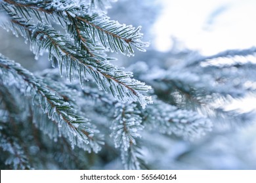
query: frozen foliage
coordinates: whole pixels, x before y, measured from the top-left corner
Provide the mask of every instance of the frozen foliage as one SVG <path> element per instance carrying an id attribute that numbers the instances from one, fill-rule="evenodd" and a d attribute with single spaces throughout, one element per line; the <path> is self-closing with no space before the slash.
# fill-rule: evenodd
<path id="1" fill-rule="evenodd" d="M 114 1 L 0 1 L 0 25 L 58 67 L 32 73 L 0 55 L 1 169 L 175 168 L 188 144 L 224 131 L 217 122 L 253 120 L 224 107 L 255 93 L 255 48 L 152 51 L 126 71 L 108 51 L 132 60 L 148 43 L 140 26 L 106 16 Z M 163 57 L 167 66 L 150 61 Z"/>
<path id="2" fill-rule="evenodd" d="M 186 140 L 205 135 L 212 129 L 212 122 L 197 112 L 181 110 L 176 107 L 156 101 L 146 110 L 146 127 L 163 134 L 175 134 Z"/>

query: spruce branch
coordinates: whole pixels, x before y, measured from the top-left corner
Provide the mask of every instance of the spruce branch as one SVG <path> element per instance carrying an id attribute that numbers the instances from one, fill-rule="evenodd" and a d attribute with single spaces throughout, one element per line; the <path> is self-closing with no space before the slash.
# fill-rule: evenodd
<path id="1" fill-rule="evenodd" d="M 147 129 L 163 134 L 174 134 L 186 140 L 198 139 L 212 129 L 212 122 L 197 112 L 179 109 L 156 100 L 142 113 Z"/>
<path id="2" fill-rule="evenodd" d="M 3 75 L 11 73 L 14 78 L 23 80 L 27 86 L 26 93 L 33 93 L 33 103 L 37 101 L 41 111 L 46 114 L 49 120 L 58 124 L 59 135 L 69 139 L 72 146 L 77 145 L 88 150 L 86 146 L 89 141 L 95 142 L 93 137 L 95 133 L 98 133 L 95 127 L 88 122 L 87 119 L 76 114 L 75 110 L 69 103 L 65 101 L 58 92 L 52 90 L 41 78 L 3 56 L 0 58 L 0 67 L 4 72 Z M 17 80 L 17 82 L 20 81 Z M 99 147 L 96 149 L 96 152 L 98 151 Z"/>
<path id="3" fill-rule="evenodd" d="M 54 58 L 56 58 L 60 73 L 62 66 L 65 65 L 67 76 L 70 80 L 74 76 L 74 70 L 77 71 L 81 81 L 83 76 L 86 77 L 87 73 L 100 89 L 110 92 L 119 101 L 139 101 L 143 108 L 147 103 L 152 103 L 150 97 L 140 93 L 146 92 L 151 88 L 131 78 L 131 73 L 123 71 L 106 61 L 95 62 L 91 58 L 85 58 L 86 52 L 49 25 L 41 23 L 35 25 L 27 24 L 24 20 L 16 18 L 11 22 L 12 30 L 17 29 L 23 37 L 28 36 L 36 56 L 45 50 L 49 50 L 49 59 L 53 62 Z"/>
<path id="4" fill-rule="evenodd" d="M 131 46 L 139 50 L 145 52 L 144 47 L 149 46 L 148 42 L 141 41 L 143 34 L 140 32 L 141 27 L 135 28 L 131 25 L 120 24 L 117 22 L 110 20 L 105 14 L 93 13 L 91 15 L 85 6 L 72 1 L 59 1 L 58 5 L 54 2 L 37 1 L 36 2 L 20 2 L 20 1 L 5 0 L 5 3 L 12 5 L 22 12 L 19 16 L 26 19 L 24 14 L 29 12 L 39 16 L 39 12 L 50 14 L 53 19 L 56 19 L 62 25 L 62 20 L 68 26 L 74 26 L 77 33 L 83 32 L 87 37 L 93 37 L 95 44 L 100 42 L 111 51 L 127 56 L 133 56 L 134 51 Z M 3 6 L 5 6 L 3 5 Z M 22 10 L 23 8 L 23 10 Z M 11 10 L 9 8 L 9 10 Z M 15 10 L 15 8 L 14 8 Z M 23 12 L 24 11 L 25 12 Z M 13 10 L 12 10 L 13 12 Z M 29 17 L 31 17 L 29 16 Z M 56 18 L 55 18 L 56 17 Z M 46 17 L 46 18 L 47 18 Z M 41 21 L 41 18 L 39 18 Z M 77 22 L 75 25 L 72 23 Z M 77 24 L 81 25 L 77 29 Z M 62 25 L 64 26 L 64 25 Z M 74 33 L 71 35 L 75 35 Z M 81 36 L 79 33 L 78 36 Z"/>

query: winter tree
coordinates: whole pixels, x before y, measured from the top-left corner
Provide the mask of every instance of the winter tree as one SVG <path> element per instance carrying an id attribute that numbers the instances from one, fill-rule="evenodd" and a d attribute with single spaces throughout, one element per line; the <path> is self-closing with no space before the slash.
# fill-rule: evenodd
<path id="1" fill-rule="evenodd" d="M 32 73 L 0 55 L 2 169 L 164 168 L 154 156 L 171 144 L 161 139 L 203 139 L 217 122 L 253 119 L 223 107 L 255 92 L 255 48 L 119 67 L 111 52 L 129 61 L 149 43 L 140 26 L 107 16 L 111 1 L 0 1 L 1 26 L 53 67 Z"/>

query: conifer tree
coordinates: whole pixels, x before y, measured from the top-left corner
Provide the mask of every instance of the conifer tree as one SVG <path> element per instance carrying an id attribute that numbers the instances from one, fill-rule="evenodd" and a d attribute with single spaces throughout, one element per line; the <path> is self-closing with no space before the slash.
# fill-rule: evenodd
<path id="1" fill-rule="evenodd" d="M 254 116 L 221 106 L 255 92 L 255 48 L 188 52 L 168 69 L 120 68 L 108 52 L 130 57 L 149 44 L 140 27 L 110 19 L 111 1 L 0 1 L 0 25 L 58 67 L 32 73 L 0 55 L 1 169 L 101 169 L 115 159 L 154 169 L 148 137 L 191 141 L 213 122 Z"/>

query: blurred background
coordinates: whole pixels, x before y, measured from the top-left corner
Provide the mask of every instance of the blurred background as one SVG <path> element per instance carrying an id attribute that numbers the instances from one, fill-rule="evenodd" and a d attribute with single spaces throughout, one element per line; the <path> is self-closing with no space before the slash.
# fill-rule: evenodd
<path id="1" fill-rule="evenodd" d="M 122 24 L 142 25 L 144 41 L 151 44 L 146 52 L 136 52 L 134 57 L 110 55 L 118 59 L 114 64 L 125 67 L 142 61 L 150 67 L 166 69 L 191 53 L 210 56 L 249 48 L 256 46 L 255 8 L 253 0 L 119 0 L 112 3 L 108 16 Z M 22 38 L 3 29 L 0 52 L 33 72 L 51 67 L 47 54 L 34 59 Z M 234 100 L 226 108 L 249 112 L 255 110 L 256 100 Z M 146 153 L 148 163 L 158 169 L 255 169 L 255 122 L 214 125 L 212 132 L 193 142 L 160 135 L 150 139 L 160 148 Z"/>

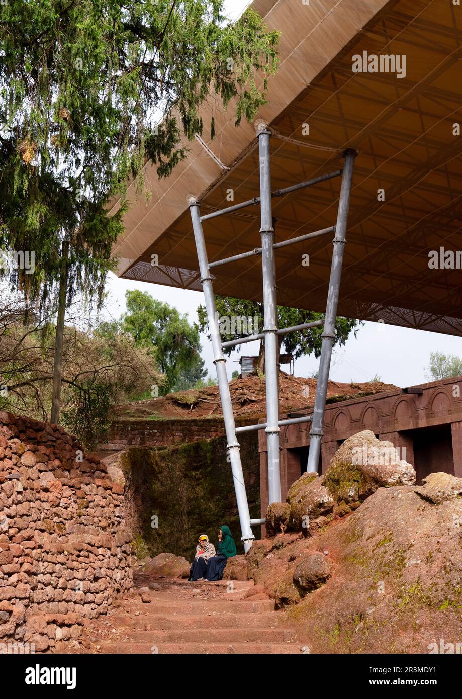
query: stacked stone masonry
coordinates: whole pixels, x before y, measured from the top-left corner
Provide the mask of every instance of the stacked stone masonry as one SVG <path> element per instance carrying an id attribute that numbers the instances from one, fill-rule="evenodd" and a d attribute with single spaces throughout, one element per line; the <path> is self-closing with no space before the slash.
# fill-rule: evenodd
<path id="1" fill-rule="evenodd" d="M 0 412 L 3 647 L 68 652 L 131 587 L 124 505 L 123 487 L 62 428 Z"/>
<path id="2" fill-rule="evenodd" d="M 253 421 L 255 421 L 254 419 Z M 237 426 L 252 419 L 237 419 Z M 165 420 L 115 420 L 99 449 L 115 450 L 133 447 L 169 447 L 224 435 L 223 418 Z"/>

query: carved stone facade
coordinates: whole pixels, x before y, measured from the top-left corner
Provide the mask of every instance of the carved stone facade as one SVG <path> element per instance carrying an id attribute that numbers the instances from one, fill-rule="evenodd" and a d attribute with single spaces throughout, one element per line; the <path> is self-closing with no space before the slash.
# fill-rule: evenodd
<path id="1" fill-rule="evenodd" d="M 308 409 L 296 415 L 310 412 Z M 280 419 L 295 415 L 281 415 Z M 306 470 L 310 428 L 310 423 L 307 422 L 280 428 L 283 500 L 291 484 Z M 347 437 L 366 429 L 403 450 L 401 458 L 414 466 L 418 483 L 435 471 L 462 477 L 462 377 L 326 405 L 319 471 L 325 473 L 331 459 Z M 268 507 L 264 430 L 259 436 L 261 516 L 264 517 Z"/>

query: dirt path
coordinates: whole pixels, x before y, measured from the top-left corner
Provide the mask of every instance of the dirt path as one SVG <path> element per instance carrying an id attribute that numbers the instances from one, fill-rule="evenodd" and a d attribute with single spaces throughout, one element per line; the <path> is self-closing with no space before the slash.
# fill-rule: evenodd
<path id="1" fill-rule="evenodd" d="M 143 582 L 138 582 L 143 584 Z M 302 644 L 253 581 L 150 582 L 92 622 L 85 653 L 300 654 Z M 154 589 L 152 589 L 154 588 Z M 147 588 L 143 588 L 147 589 Z"/>

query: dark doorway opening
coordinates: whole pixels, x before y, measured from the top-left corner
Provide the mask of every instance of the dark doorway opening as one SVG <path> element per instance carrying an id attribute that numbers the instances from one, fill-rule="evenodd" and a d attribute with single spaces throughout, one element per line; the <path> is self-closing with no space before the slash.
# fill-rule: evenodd
<path id="1" fill-rule="evenodd" d="M 414 441 L 414 468 L 418 484 L 429 473 L 445 471 L 454 475 L 450 424 L 422 427 L 405 433 L 412 436 Z"/>

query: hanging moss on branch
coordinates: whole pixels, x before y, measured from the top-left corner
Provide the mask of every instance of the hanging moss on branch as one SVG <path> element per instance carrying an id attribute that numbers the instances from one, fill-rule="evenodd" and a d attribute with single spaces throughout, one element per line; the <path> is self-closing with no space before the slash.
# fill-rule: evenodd
<path id="1" fill-rule="evenodd" d="M 251 9 L 226 23 L 221 0 L 1 4 L 0 250 L 34 251 L 35 265 L 0 273 L 43 307 L 66 241 L 68 305 L 78 291 L 101 303 L 127 183 L 141 190 L 147 158 L 168 176 L 185 134 L 213 131 L 199 116 L 210 95 L 235 99 L 236 124 L 253 119 L 277 41 Z"/>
——————
Given problem: Echo back the lines of the items starting at the line containing "query: conifer tree" and ending at the line containing "254 116 L 221", both included. Can you reproduce them exactly, with nothing else?

Reply to the task:
query: conifer tree
coordinates: whole pixels, x before y, measured from the top-left corner
Provide the mask of every instance of the conifer tree as one SVG <path> element per instance carrying an id attribute that numbers the instances from one, fill-rule="evenodd" and a d attribute with single spaces throughout, one element per line; the <path> is self-closing with no space before the slash.
# fill-rule: evenodd
<path id="1" fill-rule="evenodd" d="M 254 116 L 221 106 L 255 92 L 255 48 L 188 52 L 168 69 L 120 68 L 108 52 L 130 57 L 149 44 L 140 27 L 110 19 L 111 1 L 0 1 L 0 25 L 58 67 L 32 73 L 0 55 L 1 169 L 101 169 L 115 159 L 154 169 L 148 137 L 191 141 L 213 122 Z"/>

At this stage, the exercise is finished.